## Text shown
▽

On nothingness – Jonathan Egid in TLS:
‘At the centre of the Circle were two distinct personalities. The de facto chair of the Circle was the eponymous Professor Moritz Schlick, genteel, mathematically trained, a stickler for procedure and largely apolitical. His opposite number was Otto Neurath, the red-bearded “dervish of Vienna”, an indefatigable organizer of the intellectual and political life of left-wing Vienna, too interested in housing and public education to have much time for metaphysics (or, as some members of the Circle grumbled, basic politeness). He pioneered “isotype” representations that translated complex statistical information into simple, unornamented images, convinced that while “words divide, pictures unite”. This was the political counterpart to the philosophical conviction that came to define the logical positivism of the Circle: “metaphysical terms divide, scientific terms unite”.
According to Rudolf Carnap, the most intellectually combative member of the Circle and the man who would bring logical positivism to America after the Second World War, metaphysics divides precisely because it is nonsense. Metaphysics takes the form of vague and paradoxical “pseudostatements”, Carnap’s favourite example being Heidegger’s adage that “the nothing noths”. These pseudostatements neither describe the world nor elucidate the structure of our reasoning, but merely gesture at an idea that would not make sense were it put in comprehensible terms.’ (…)

△

## Problems to solve
(a) Reproduce the part of the Vienna Circle excerpt between "According to Rudolf" and "comprehensible terms.’ (…)", inclusive.
(b) In the Vienna Circle excerpt, what was Carnap's favorite example of a metaphysical pseudostatement?
(c) Resume the Vienna Circle excerpt after its last sentence.
The material that comes next has no connection to the Vienna Circle excerpt.

[Referring expression pointing data]

▽

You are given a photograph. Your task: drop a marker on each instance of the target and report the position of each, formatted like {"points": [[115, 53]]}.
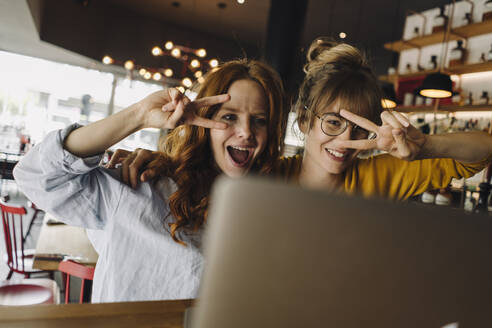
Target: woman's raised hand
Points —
{"points": [[170, 108], [139, 165], [396, 135]]}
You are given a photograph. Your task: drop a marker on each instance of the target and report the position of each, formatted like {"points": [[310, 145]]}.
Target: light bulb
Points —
{"points": [[169, 45], [195, 63], [156, 51], [176, 52], [107, 60], [129, 65], [201, 52], [187, 82], [168, 72]]}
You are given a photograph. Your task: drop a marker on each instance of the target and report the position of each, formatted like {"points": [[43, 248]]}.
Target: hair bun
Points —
{"points": [[325, 53]]}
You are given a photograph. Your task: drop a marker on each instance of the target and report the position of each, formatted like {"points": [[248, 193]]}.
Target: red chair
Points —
{"points": [[18, 259], [71, 268]]}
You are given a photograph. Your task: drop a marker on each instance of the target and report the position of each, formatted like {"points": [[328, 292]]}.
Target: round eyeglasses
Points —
{"points": [[332, 124]]}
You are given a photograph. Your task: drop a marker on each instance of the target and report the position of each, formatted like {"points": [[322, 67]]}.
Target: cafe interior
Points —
{"points": [[71, 63]]}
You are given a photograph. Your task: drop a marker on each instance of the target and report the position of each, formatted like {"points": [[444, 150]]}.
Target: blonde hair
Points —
{"points": [[337, 72]]}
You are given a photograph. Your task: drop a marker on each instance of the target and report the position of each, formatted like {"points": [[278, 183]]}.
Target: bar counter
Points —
{"points": [[156, 314]]}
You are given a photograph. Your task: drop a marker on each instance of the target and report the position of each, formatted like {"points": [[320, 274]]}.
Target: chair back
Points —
{"points": [[14, 236], [71, 268]]}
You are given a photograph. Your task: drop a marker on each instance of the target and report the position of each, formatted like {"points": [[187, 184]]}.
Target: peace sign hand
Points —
{"points": [[396, 135], [170, 108]]}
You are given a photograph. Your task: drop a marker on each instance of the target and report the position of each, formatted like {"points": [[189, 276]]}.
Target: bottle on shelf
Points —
{"points": [[458, 55], [487, 10], [432, 63], [484, 98], [408, 68], [440, 21], [483, 199]]}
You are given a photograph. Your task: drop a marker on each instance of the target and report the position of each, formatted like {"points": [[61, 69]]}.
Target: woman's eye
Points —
{"points": [[334, 123], [229, 117], [260, 121]]}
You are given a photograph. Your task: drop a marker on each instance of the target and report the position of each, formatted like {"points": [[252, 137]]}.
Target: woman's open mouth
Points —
{"points": [[240, 155]]}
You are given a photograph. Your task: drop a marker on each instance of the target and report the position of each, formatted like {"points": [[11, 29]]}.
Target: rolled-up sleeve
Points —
{"points": [[75, 190]]}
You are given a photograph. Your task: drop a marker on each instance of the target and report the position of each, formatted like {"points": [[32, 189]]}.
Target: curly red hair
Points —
{"points": [[187, 152]]}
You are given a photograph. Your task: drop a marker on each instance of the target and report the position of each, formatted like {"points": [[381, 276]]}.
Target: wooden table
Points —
{"points": [[165, 314], [60, 240]]}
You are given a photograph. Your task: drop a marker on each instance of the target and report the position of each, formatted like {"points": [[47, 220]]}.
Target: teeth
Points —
{"points": [[241, 148], [335, 153]]}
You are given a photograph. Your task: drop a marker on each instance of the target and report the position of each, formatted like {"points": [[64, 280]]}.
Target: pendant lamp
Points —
{"points": [[389, 96], [437, 85]]}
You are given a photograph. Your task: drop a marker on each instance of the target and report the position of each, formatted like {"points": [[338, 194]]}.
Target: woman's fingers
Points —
{"points": [[360, 121], [143, 157], [391, 119], [176, 116], [117, 158], [357, 144], [206, 123], [212, 100], [401, 143]]}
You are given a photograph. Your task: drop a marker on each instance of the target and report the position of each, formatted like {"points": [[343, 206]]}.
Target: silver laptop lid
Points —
{"points": [[280, 256]]}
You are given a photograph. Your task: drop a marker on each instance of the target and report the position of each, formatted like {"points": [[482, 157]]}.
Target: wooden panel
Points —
{"points": [[444, 109], [163, 314], [455, 34]]}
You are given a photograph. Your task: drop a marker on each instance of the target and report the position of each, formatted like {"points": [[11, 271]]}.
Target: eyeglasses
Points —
{"points": [[332, 124]]}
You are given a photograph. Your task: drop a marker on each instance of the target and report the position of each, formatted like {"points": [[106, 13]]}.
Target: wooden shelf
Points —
{"points": [[455, 34], [458, 70], [444, 109]]}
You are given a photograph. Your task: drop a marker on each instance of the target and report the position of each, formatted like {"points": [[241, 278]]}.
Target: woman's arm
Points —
{"points": [[95, 138]]}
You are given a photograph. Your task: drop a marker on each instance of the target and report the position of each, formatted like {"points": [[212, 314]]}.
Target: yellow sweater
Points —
{"points": [[389, 177]]}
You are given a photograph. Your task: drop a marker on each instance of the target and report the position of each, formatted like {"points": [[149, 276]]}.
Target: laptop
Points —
{"points": [[281, 256]]}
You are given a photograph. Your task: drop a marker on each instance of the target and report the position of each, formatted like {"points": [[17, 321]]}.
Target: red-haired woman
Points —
{"points": [[149, 238]]}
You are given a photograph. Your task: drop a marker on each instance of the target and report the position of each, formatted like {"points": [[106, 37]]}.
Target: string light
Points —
{"points": [[156, 51], [129, 65], [168, 72], [195, 63], [187, 82], [107, 60], [201, 52], [176, 52], [169, 45]]}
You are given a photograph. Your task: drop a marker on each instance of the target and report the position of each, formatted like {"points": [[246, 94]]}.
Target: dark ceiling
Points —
{"points": [[129, 28]]}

△

## Answers by task
(a)
According to Rudolf Carnap, the most intellectually combative member of the Circle and the man who would bring logical positivism to America after the Second World War, metaphysics divides precisely because it is nonsense. Metaphysics takes the form of vague and paradoxical “pseudostatements”, Carnap’s favourite example being Heidegger’s adage that “the nothing noths”. These pseudostatements neither describe the world nor elucidate the structure of our reasoning, but merely gesture at an idea that would not make sense were it put in comprehensible terms.’ (…)

(b) Heidegger's adage that "the nothing noths."

(c)
‘If there was any city that understood musical ability, it was Vienna. Before the First World War, Vienna was the capital of a multilingual, multi-ethnic empire. Each night its coffee houses became theatres of debate and exchange, where Austrian painters, Polish logicians and Czech physicists, Zionists, Catholics and revolutionary socialists argued about the intellectual events of the day. For the Circle itself, the most significant of these were two revolutions in scientific thought: Einstein’s physics of relativity and the new logic of Gottlob Frege and Bertrand Russell. The new science demanded a new philosophy: iconoclastic, empiricist and resolutely anti-metaphysical.
The scientific preoccupations of the Circle are well-documented, but Edmonds shows that the revolutionary fervour of interwar Vienna was by no means limited to logic and physics. Well-connected members of the Circle might be found at a table with Gustav Klimt or Karl Kraus discussing Bauhaus architecture just as easily as Brownian motion. Neurath, Carnap and many others were closely involved with Austromarxism and the leftist government of “Red Vienna”. The most succesful parts of the book are those in which Edmonds draws unexpected connections within the sprawling web of thinkers and artists in interwar Vienna (not many histories of philosophy have a dramatis personae after the epilogue), bringing to life the artistic and political flavour of those coffee-house debates.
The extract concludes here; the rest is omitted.